→ PASSAGE TO READ:
━━━━━━━━━━━━━━━━

Automatic Demonstration Selection for LLM-based Tabular Data Classification
This work addresses a specific bottleneck in applying LLMs to tabular data classification, offering an incremental improvement for researchers and practitioners in machine learning.
The paper tackles the problem of determining the optimal number of demonstrations for in-context learning in tabular data classification by introducing an algorithm that automatically selects demonstrations based on data distribution, prompt template, and LLM specifics, achieving improved performance over random selection methods in experiments.

━━━━━━━━━━━━━━━━

→ PARTS OF THE EXERCISE:
(a) In one to three sentences, explain what the paper summary says the proposed algorithm bases its choice of demonstrations on and what its experiments showed.
(b) According to the paper summary, which selection methods did the new algorithm outperform in experiments?
(c) Continue the summary of the demonstration-selection paper from the point where it stops.

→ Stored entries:
━━━━━━━━━━━━━━━━

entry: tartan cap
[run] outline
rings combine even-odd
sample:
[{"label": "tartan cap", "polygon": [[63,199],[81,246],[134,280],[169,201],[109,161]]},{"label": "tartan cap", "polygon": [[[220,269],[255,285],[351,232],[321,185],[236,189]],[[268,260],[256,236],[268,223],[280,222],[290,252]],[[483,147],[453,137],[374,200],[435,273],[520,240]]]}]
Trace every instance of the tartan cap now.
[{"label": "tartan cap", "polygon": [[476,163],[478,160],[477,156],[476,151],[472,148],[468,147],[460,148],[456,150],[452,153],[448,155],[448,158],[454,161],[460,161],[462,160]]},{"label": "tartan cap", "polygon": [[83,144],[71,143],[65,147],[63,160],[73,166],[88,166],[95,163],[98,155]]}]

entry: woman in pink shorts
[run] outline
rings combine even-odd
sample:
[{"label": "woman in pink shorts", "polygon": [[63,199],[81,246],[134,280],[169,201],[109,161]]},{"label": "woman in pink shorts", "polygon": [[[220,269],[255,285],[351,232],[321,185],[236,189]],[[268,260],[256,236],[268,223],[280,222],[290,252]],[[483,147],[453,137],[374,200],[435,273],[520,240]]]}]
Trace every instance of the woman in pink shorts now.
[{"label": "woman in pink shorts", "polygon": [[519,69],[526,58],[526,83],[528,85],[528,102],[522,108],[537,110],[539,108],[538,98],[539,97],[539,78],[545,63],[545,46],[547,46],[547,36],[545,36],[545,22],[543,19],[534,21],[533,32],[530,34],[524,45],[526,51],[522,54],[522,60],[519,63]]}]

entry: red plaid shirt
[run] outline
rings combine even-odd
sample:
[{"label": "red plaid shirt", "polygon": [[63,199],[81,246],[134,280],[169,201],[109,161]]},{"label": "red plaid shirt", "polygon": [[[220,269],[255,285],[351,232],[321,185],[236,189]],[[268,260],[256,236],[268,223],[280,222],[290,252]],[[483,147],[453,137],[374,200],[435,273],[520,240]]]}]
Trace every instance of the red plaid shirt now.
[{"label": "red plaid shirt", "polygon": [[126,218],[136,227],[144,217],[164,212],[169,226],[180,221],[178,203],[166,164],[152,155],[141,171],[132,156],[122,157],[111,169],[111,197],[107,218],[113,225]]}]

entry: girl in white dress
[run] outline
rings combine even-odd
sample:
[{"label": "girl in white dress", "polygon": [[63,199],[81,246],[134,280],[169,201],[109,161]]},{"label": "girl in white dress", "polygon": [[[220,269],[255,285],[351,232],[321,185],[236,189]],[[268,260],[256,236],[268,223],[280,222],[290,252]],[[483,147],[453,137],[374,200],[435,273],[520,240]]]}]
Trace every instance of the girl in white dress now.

━━━━━━━━━━━━━━━━

→ SOLVED PROBLEMS:
(a) The algorithm automatically selects demonstrations for in-context learning based on the data distribution, the prompt template, and the specifics of the LLM. In experiments, this approach achieved better performance than random selection methods.

(b) It outperformed random selection methods.

(c)
A fundamental question in applying In-Context Learning (ICL) for tabular data classification is how to determine the ideal number of demonstrations in the prompt. This work addresses this challenge by presenting an algorithm to automatically select a reasonable number of required demonstrations. Our method distinguishes itself by integrating not only the tabular data's distribution but also the user's selected prompt template and the specific Large Language Model (LLM) into its estimation. Rooted in Spectral Graph Theory, our proposed algorithm defines a novel metric to quantify the similarities between different demonstrations. We then construct a similarity graph and analyze the eigenvalues of its Laplacian to derive the minimum number of demonstrations capable of representing the data within the LLM's intrinsic representation space. We validate the efficacy of our approach through experiments comparing its performance against conventional random selection algorithms on diverse datasets and LLMs.